--- start The records ---

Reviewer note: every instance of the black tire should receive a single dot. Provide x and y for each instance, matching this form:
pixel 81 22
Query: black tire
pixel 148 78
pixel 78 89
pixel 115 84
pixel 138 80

--- end The records ---

*Exercise goal*:
Render the lines of the items as a JSON list of strings, one string per line, leaving out blank lines.

*Exercise result*:
[
  "Reviewer note: every instance of the black tire should receive a single dot. Provide x and y for each instance, matching this form:",
  "pixel 81 22",
  "Query: black tire",
  "pixel 148 78",
  "pixel 78 89",
  "pixel 115 84",
  "pixel 138 80"
]